Transcribe every record as it stands and set the images aside.
···
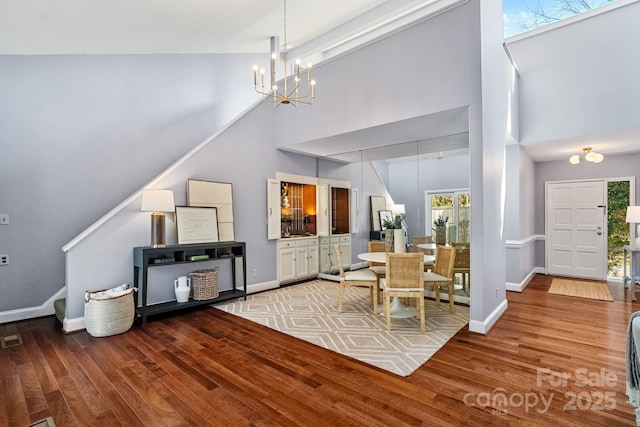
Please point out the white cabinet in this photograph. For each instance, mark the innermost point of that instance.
(297, 259)
(328, 261)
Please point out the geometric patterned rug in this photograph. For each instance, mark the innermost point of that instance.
(308, 311)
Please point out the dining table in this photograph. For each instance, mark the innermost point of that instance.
(397, 309)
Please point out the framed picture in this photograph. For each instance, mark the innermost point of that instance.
(385, 216)
(378, 203)
(196, 225)
(218, 195)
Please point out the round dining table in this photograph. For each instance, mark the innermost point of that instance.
(431, 246)
(397, 309)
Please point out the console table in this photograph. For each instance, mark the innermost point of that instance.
(633, 253)
(146, 257)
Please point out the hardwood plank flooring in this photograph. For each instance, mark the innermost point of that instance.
(550, 360)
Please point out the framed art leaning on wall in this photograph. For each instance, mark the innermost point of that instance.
(196, 225)
(218, 195)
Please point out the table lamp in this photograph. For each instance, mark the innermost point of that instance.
(633, 216)
(158, 202)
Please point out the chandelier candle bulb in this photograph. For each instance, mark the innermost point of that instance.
(287, 96)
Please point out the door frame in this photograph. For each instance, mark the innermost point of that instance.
(605, 181)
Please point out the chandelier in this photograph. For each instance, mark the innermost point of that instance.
(589, 155)
(291, 96)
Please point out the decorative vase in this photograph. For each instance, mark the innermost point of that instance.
(399, 242)
(182, 288)
(441, 234)
(389, 240)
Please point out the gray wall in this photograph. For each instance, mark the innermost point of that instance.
(244, 153)
(80, 133)
(580, 79)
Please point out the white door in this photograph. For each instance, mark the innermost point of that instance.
(576, 229)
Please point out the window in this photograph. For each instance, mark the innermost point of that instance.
(453, 205)
(524, 15)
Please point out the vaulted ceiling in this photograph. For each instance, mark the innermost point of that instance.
(45, 27)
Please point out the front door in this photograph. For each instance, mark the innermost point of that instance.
(575, 229)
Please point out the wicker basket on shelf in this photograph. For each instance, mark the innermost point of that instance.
(204, 284)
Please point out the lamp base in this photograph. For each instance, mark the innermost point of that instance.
(157, 230)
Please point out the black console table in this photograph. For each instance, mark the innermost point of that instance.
(146, 257)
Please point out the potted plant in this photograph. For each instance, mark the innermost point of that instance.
(394, 238)
(441, 229)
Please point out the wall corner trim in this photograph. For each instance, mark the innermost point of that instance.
(45, 309)
(482, 327)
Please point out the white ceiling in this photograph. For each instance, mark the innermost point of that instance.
(43, 27)
(170, 26)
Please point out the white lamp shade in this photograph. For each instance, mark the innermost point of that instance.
(157, 201)
(633, 214)
(398, 209)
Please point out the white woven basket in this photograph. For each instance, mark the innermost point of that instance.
(108, 313)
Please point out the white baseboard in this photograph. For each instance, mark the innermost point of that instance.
(45, 309)
(482, 327)
(73, 325)
(519, 287)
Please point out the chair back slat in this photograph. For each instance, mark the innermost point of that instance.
(463, 251)
(339, 257)
(377, 247)
(445, 260)
(405, 270)
(417, 240)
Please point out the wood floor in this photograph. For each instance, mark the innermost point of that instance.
(550, 360)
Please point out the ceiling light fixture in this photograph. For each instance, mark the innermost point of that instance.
(285, 96)
(589, 155)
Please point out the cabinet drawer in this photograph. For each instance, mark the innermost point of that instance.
(286, 244)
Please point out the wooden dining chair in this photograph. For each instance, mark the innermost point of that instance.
(404, 278)
(415, 241)
(442, 273)
(462, 264)
(363, 277)
(377, 267)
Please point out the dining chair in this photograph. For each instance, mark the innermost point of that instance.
(462, 264)
(442, 273)
(415, 241)
(363, 277)
(377, 267)
(404, 278)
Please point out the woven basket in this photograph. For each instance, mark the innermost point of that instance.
(204, 284)
(108, 315)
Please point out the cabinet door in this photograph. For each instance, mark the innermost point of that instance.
(273, 209)
(287, 263)
(302, 262)
(314, 266)
(325, 259)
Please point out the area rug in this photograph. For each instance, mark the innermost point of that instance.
(309, 311)
(581, 289)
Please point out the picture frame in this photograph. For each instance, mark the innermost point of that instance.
(385, 215)
(196, 224)
(378, 203)
(218, 195)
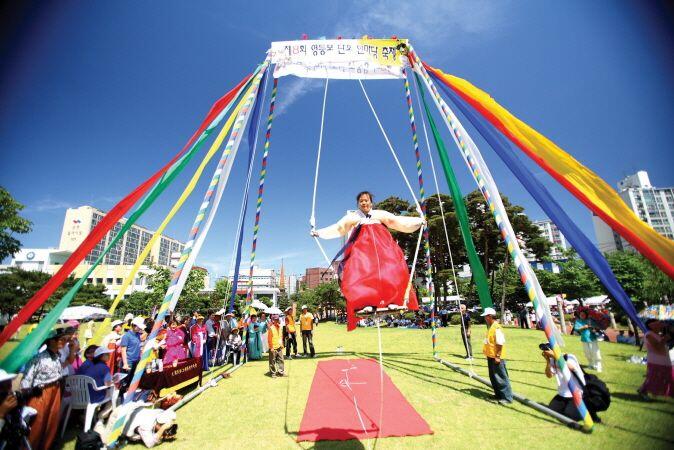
···
» RESPONSE FOR THIS EXERCISE
Please point out the white cabinet in this photograph. For each instance, mark the innermost point of that instance.
(297, 259)
(328, 261)
Please point out the geometric patterned rug in this photograph. For each instance, mark the innermost point of that instance.
(308, 311)
Please point out the dining table in this photograph. For each instance, mark the innermost point of that instance.
(397, 309)
Please point out the framed picture in this photograph. For each instance, mark the innermost point of that instance.
(385, 216)
(378, 203)
(196, 225)
(218, 195)
Please point out the round dining table in this photograph. For each instance, mark the innermost point of that instance.
(431, 246)
(397, 309)
Please point out the console table in this photograph. For each instance, mark the innermost point of that instance.
(633, 253)
(146, 257)
Please point out the hardwood plank flooring in this photograph. For each instance, mark the innermost point of that instance.
(550, 360)
Please point out the framed art leaning on wall in this photograph. For each instance, mark the innermost point of that instance.
(196, 225)
(218, 195)
Please point out the table lamp in this photograph. For each instance, mark the innermost point of that instance.
(633, 216)
(158, 202)
Please point out the chandelier candle bulb in this photograph. For each instance, mark the innermost point of that instance.
(287, 96)
Please point out the door frame in this photograph. For each instance, mark the innermost point of that instance.
(605, 181)
Please point out the chandelier in this photograph. For each instance, mark the innermost point of that instance.
(589, 155)
(291, 96)
Please point out the decorative vase in this photograph. For each instance, mark the innermost point of that instance.
(399, 242)
(182, 288)
(441, 234)
(389, 240)
Please point out the gray wall in this photograph. For each instance, mark the innermost point of that instance.
(244, 153)
(80, 133)
(580, 79)
Please point out the white door in this photograph. For each instance, mark the innermost point of that instance.
(576, 229)
Please point out the window in this photograph. For each instance, mark the innermost point of that instance.
(453, 205)
(524, 15)
Please point out the vaulted ceiling in this photograph. For each instance, mark the innermost point of that instance.
(45, 27)
Please point out the front door in this photograph. For each instance, mark the innermost point of that instance.
(575, 229)
Please point out the wicker basket on shelf in this photograph. For each instance, mark the innermost point of that instance.
(204, 284)
Please point out the lamp base in this photograph. For each instance, mark the innermost point of that instance.
(157, 230)
Please point out the black console table in this photograph. For each instance, mark the innermost point of that instance.
(146, 257)
Please point out the potted plant in this photograph. For each instance, mark the innermost point of that instance.
(394, 238)
(441, 229)
Please point out the wall corner trim in this photograph. For each instance, mark the innermost point of that instance.
(45, 309)
(482, 327)
Please point out the white ceiling in this photograph. For each instance, mark the innermost point of that instance.
(43, 27)
(170, 26)
Please point out the white lamp shade in this photograph. For each instance, mark the innermost point of that instance.
(157, 201)
(633, 214)
(398, 209)
Please point out the white woven basket in this photograph. For each instance, mark the innermost point of that instance.
(108, 313)
Please point out the white baseboard in this photograph. For each instance, mark the innermost point of that instance.
(45, 309)
(482, 327)
(73, 325)
(519, 287)
Please point out the chair back slat in this photograph. For each instance, mark the innermost point of that instance.
(463, 251)
(339, 257)
(377, 247)
(445, 260)
(405, 270)
(417, 240)
Please point out the wood floor in this photograph. For each instance, mark the innermost point of that instance.
(550, 360)
Please point out the ceiling light fixture in this photograph. For each instance, mark the innermost point of that instance.
(285, 96)
(589, 155)
Please point out the cabinet drawer in this photograph. For each instance, mark the innermost point of that instance.
(286, 244)
Please point out the wooden dining chair in this photograph. For each instance, mark the innermost point of that instance.
(404, 278)
(415, 241)
(442, 273)
(462, 264)
(363, 277)
(377, 267)
Please point out the dining chair in this photograph. For each instance, mark the innermost point of that instance.
(462, 264)
(442, 273)
(415, 241)
(363, 277)
(377, 267)
(404, 278)
Please point out the woven basket in this photograph. For each instance, mark the innermost point of that instance.
(204, 284)
(108, 315)
Please point out the cabinet door in this photograph. For each instance, mark the innermost point of that instance.
(273, 209)
(287, 263)
(302, 262)
(314, 266)
(325, 259)
Please point out the area rug in this photograph. For each instance, mark the innermost point of that instance.
(309, 311)
(581, 289)
Please point out the picture frame in this photograph. For each instance, mark the innermost point of that instance.
(385, 215)
(196, 224)
(378, 203)
(218, 195)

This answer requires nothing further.